Exercise directions:
Decide whether each statement agrees with the ME/CFS recovery account below, answering yes or no and quoting the words of the account that settle it. 1. The writer was 30 years old when the illness began. 2. The writer was freed of the illness by treatment from the mainstream medical system. 3. The writer's healing plan focused on five areas.

Text section:
---

When I was 30 years old I transformed, almost overnight, from being a busy social worker, part-time university student, fitness enthusiast, and social butterfly to being a mostly house-bound and often bed-bound unemployed isolated chronically ill person. Although it took some time to get my diagnosis, eventually I was told that my new prison was called ME/CFS.
When I first was diagnosed with ME/CFS, I gave healing my all those first couple of years. After the mainstream medical system quickly dismissed mine as case without hope of recovery, I set off on my own to sift through alternative treatment modalities and a sea of snake oil pedaled by so-called experts, and relentlessly lived and breathed this singular healing focus of mine at the expense of virtually everything else. I lived with this condition in varying degrees of severity for ten years and despite the
tens of thousands of dollars I spent on testing and treatments, in the end it was my own self-directed recovery approach that finally freed me of this debilitating condition.
From all the information and experimentation I’d experienced and accumulated over the years, I devised for myself a fairly simple yet rigorous healing plan focused on four areas that I detail in my recovery memoir Finding Freedom: Escaping From the Prison of Chronic Fatigue Syndrome. These were nutrition, movement, emotional well-being, and overall body healing support. Before long it was undeniable – my healing plan was actually working and I was getting better.
It took some massive changes and a serious commitment to healing, but putting in the work to get to where I am now seems like a bargain compared to a life consumed by ME/CFS. I went from being lost in a pit of despair and suffering to a life filled with surfing and hiking and running and scuba diving — and even finding new love. And sharing my
story through my book is a beautiful part of how I’m now emotionally healing and trying to give some meaning to all that I’ve been through. The only way I can live with all the suffering that I see so many others still enduring because of this retched illness is to take as many of those people as I can by the hand and see if we can’t just figure this thing out together.

---

Excerpted data:
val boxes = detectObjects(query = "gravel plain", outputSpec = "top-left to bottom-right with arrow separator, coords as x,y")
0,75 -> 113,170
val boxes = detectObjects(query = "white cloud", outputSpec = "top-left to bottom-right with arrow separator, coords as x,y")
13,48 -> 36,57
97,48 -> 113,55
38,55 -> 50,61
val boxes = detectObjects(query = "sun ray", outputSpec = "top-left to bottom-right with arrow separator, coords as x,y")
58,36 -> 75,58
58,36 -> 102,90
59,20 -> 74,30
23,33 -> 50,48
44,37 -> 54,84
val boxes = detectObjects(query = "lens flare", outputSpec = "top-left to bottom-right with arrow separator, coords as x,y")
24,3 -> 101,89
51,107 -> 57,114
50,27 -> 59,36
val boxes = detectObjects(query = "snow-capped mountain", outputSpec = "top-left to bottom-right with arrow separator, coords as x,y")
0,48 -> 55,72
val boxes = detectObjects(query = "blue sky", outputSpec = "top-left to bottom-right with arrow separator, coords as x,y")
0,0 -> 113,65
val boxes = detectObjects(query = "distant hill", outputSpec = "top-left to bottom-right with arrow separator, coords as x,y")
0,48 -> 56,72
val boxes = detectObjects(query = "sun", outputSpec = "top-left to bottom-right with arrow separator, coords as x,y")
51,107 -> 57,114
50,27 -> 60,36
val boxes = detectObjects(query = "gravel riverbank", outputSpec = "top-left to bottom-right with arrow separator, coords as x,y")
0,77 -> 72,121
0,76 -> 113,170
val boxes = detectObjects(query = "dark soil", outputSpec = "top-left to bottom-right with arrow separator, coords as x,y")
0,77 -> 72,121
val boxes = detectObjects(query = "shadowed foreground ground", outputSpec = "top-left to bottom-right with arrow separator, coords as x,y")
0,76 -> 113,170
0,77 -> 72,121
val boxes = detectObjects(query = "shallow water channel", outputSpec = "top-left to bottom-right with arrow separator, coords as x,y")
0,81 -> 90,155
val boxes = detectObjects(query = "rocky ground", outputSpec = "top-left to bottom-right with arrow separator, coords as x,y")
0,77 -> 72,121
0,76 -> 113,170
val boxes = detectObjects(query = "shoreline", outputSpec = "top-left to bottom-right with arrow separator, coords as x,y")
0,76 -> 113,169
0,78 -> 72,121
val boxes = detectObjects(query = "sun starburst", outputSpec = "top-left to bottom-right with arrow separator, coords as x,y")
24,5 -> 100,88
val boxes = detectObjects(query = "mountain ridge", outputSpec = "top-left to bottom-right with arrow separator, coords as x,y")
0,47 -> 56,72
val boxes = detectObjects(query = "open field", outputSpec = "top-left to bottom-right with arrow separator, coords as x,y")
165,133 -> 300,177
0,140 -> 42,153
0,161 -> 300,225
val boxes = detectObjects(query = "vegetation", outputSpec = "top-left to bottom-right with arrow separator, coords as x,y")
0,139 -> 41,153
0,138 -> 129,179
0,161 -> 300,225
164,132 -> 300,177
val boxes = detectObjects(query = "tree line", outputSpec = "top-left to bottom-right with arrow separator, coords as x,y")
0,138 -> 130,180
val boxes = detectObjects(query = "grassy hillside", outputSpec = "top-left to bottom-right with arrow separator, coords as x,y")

---

Result of the task:
1. Yes: "When I was 30 years old I transformed, almost overnight"
2. No: "in the end it was my own self-directed recovery approach that finally freed me of this debilitating condition"
3. No: "a fairly simple yet rigorous healing plan focused on four areas"